### What is required
Return, word for word, the portion of the evaluation terms of reference from "IDPs in Erbil" to "and unmet needs.".

### Text provided
§ §

National/ Regional Consultant - for the evaluation of IRQ-03 (Ozal, Iraq),

National/ Regional Consultant - for the evaluation of IRQ-03 (Ozal, Iraq),
Deadline for applications: Monday, February 6, 2017
Location: Lebanon
Working area:
Job Description

 Jesuit Refugee Service – MENA  

Terms of Reference: Mid-Term Evaluation Study for the JRS “Ozal/Kasnazan Community Service Center, IRQ-03”, Erbil Governorate, Kurdistan Region of Iraq


  1. Context

Since the fall of Mosul on 6 June 2014, armed opposition groups (AOGs), including Bathists, tribal militias and members of the former regime/military, along with the Islamic State of Iraq and Syria (ISIS), had taken control of large swathes of Ninewa, Salah al-Din, Kirkuk and Anbar Governorates. This has led to massive internal displacement. Iraq now contends with one of the largest internally displaced populations in the world, over 3 million persons. 

IDPs in Erbil are scattered between private settings (mainly rented houses and host families, often with several families sharing a home), collective centres or pre-fab caravans (camps), and critical shelter arrangements including unfinished or abandoned buildings and informal settlements. For the majority, the situation of displacement has been protracted for over two years, therefore a sense of hopelessness is widespread, creating a space for depression and other mild or moderate mental disorders. Generally, lack of employment, high vulnerability levels, low assistance coverage, and increased prices of necessary items such as food and fuel are hurting the coping mechanisms of IDPs who are also facing increasing exploitation, debt, and depletion of assets to compensate for the lack of livelihoods and unmet needs.

§ §

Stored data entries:
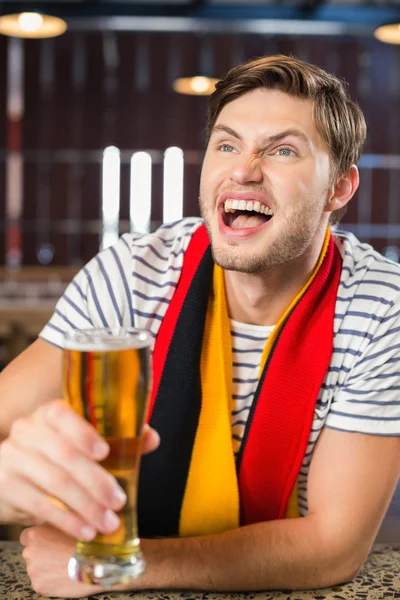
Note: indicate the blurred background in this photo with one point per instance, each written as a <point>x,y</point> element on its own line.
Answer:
<point>96,141</point>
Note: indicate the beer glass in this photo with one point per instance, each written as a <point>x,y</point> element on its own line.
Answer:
<point>106,380</point>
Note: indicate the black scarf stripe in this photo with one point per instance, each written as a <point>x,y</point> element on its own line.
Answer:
<point>163,473</point>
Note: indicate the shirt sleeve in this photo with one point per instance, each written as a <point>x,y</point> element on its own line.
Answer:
<point>369,400</point>
<point>98,296</point>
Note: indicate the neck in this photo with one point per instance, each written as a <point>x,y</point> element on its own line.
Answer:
<point>262,298</point>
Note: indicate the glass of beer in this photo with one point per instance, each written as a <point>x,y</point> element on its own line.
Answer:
<point>107,377</point>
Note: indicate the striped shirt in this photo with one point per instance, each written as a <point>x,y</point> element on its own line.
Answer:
<point>132,283</point>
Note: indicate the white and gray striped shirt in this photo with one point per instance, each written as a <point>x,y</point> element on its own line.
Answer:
<point>131,284</point>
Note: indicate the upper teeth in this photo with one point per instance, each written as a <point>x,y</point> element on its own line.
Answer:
<point>232,205</point>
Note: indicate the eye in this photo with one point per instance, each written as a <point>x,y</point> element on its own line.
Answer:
<point>285,152</point>
<point>226,148</point>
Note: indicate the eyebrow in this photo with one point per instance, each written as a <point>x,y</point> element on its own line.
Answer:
<point>267,140</point>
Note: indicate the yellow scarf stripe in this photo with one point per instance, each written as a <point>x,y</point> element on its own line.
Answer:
<point>211,500</point>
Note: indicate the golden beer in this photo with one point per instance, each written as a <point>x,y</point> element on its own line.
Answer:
<point>106,380</point>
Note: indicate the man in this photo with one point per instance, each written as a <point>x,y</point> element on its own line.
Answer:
<point>295,332</point>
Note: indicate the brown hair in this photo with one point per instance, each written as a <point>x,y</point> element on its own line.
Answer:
<point>339,120</point>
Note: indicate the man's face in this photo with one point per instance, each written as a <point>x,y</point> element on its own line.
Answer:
<point>264,181</point>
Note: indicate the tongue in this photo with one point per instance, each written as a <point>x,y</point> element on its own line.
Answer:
<point>243,221</point>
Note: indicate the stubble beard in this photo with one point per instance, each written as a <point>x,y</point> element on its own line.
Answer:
<point>294,239</point>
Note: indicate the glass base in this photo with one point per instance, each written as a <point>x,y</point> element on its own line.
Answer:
<point>105,572</point>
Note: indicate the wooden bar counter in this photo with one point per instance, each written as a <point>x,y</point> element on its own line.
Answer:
<point>378,580</point>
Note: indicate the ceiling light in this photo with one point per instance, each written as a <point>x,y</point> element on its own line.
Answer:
<point>390,34</point>
<point>31,25</point>
<point>195,86</point>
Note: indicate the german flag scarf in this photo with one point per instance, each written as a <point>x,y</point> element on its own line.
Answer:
<point>191,484</point>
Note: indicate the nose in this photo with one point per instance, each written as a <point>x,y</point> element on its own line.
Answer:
<point>247,169</point>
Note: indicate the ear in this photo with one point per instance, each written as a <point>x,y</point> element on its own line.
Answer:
<point>343,190</point>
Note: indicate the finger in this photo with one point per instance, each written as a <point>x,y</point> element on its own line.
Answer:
<point>72,426</point>
<point>52,479</point>
<point>91,478</point>
<point>151,439</point>
<point>15,489</point>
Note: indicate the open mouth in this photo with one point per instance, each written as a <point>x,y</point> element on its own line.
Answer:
<point>239,214</point>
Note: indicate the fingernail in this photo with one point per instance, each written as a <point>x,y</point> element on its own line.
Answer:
<point>88,533</point>
<point>119,497</point>
<point>100,449</point>
<point>111,521</point>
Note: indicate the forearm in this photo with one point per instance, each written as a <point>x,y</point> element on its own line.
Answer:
<point>13,516</point>
<point>280,554</point>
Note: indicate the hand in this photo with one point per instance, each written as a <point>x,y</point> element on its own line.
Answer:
<point>46,554</point>
<point>49,470</point>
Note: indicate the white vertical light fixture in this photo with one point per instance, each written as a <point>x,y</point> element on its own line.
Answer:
<point>14,161</point>
<point>110,196</point>
<point>140,192</point>
<point>173,185</point>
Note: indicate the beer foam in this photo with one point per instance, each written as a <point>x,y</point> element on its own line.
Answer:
<point>95,341</point>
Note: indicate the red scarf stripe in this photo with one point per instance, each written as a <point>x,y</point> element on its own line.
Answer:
<point>279,428</point>
<point>192,258</point>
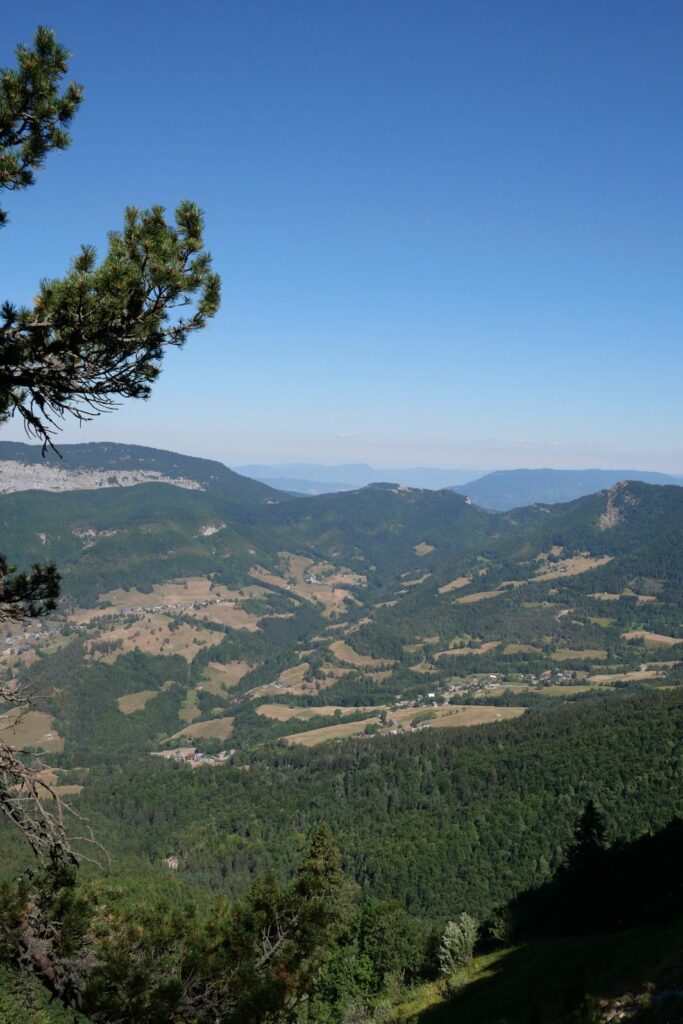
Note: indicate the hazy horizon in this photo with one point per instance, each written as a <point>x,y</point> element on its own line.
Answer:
<point>436,224</point>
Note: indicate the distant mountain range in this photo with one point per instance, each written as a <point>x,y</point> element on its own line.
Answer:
<point>514,487</point>
<point>499,491</point>
<point>311,478</point>
<point>93,466</point>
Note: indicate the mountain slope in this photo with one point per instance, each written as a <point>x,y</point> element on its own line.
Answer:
<point>514,488</point>
<point>105,465</point>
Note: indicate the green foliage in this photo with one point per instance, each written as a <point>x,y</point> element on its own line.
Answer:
<point>35,114</point>
<point>458,942</point>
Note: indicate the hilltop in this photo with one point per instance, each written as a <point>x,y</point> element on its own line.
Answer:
<point>444,685</point>
<point>514,487</point>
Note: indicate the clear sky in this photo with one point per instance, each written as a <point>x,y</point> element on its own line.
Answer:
<point>450,232</point>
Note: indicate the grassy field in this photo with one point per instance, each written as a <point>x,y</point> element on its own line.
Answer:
<point>456,585</point>
<point>217,728</point>
<point>31,728</point>
<point>652,639</point>
<point>423,548</point>
<point>569,566</point>
<point>449,717</point>
<point>567,654</point>
<point>296,571</point>
<point>547,980</point>
<point>457,716</point>
<point>626,677</point>
<point>281,713</point>
<point>482,595</point>
<point>343,652</point>
<point>219,678</point>
<point>153,636</point>
<point>135,701</point>
<point>340,731</point>
<point>188,711</point>
<point>460,651</point>
<point>226,613</point>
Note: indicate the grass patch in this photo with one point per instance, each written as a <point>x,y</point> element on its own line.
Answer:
<point>547,980</point>
<point>134,701</point>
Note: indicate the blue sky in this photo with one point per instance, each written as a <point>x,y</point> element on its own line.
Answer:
<point>450,232</point>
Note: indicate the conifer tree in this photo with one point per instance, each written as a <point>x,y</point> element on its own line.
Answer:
<point>91,338</point>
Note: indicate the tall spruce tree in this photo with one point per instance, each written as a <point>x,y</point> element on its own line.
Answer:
<point>91,338</point>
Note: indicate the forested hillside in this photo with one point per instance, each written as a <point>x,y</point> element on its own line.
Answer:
<point>443,687</point>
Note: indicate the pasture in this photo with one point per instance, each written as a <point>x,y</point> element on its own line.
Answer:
<point>567,654</point>
<point>652,639</point>
<point>343,652</point>
<point>216,728</point>
<point>131,702</point>
<point>23,729</point>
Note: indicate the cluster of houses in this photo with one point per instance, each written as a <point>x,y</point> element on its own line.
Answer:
<point>189,755</point>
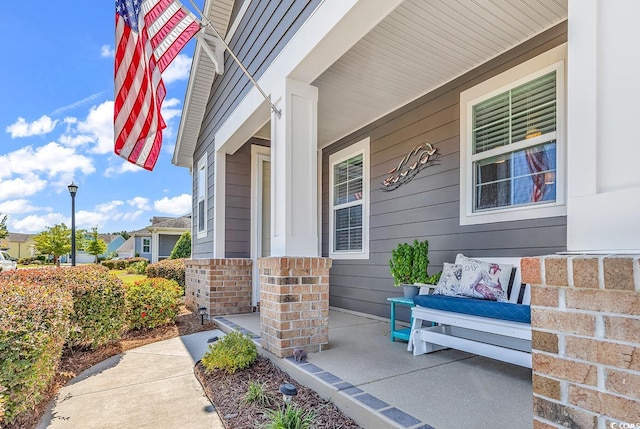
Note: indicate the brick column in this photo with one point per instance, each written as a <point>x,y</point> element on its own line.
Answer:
<point>585,319</point>
<point>294,304</point>
<point>223,286</point>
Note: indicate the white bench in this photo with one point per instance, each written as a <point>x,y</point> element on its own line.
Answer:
<point>504,340</point>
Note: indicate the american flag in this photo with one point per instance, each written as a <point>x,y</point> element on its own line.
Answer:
<point>149,35</point>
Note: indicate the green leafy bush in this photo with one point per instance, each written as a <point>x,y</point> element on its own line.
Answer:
<point>172,269</point>
<point>98,306</point>
<point>34,323</point>
<point>233,352</point>
<point>152,302</point>
<point>139,267</point>
<point>289,417</point>
<point>182,249</point>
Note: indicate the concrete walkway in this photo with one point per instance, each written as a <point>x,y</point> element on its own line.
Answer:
<point>149,387</point>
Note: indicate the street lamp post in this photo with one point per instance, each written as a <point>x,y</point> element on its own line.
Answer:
<point>73,188</point>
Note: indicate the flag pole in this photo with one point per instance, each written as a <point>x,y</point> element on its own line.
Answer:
<point>208,23</point>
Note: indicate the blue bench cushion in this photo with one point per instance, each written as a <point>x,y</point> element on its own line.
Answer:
<point>476,307</point>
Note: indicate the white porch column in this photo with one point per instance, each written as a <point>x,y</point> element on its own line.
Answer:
<point>294,189</point>
<point>603,138</point>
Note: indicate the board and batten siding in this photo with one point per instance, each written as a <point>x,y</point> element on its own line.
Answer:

§ §

### Task answer
IDPs in Erbil are scattered between private settings (mainly rented houses and host families, often with several families sharing a home), collective centres or pre-fab caravans (camps), and critical shelter arrangements including unfinished or abandoned buildings and informal settlements. For the majority, the situation of displacement has been protracted for over two years, therefore a sense of hopelessness is widespread, creating a space for depression and other mild or moderate mental disorders. Generally, lack of employment, high vulnerability levels, low assistance coverage, and increased prices of necessary items such as food and fuel are hurting the coping mechanisms of IDPs who are also facing increasing exploitation, debt, and depletion of assets to compensate for the lack of livelihoods and unmet needs.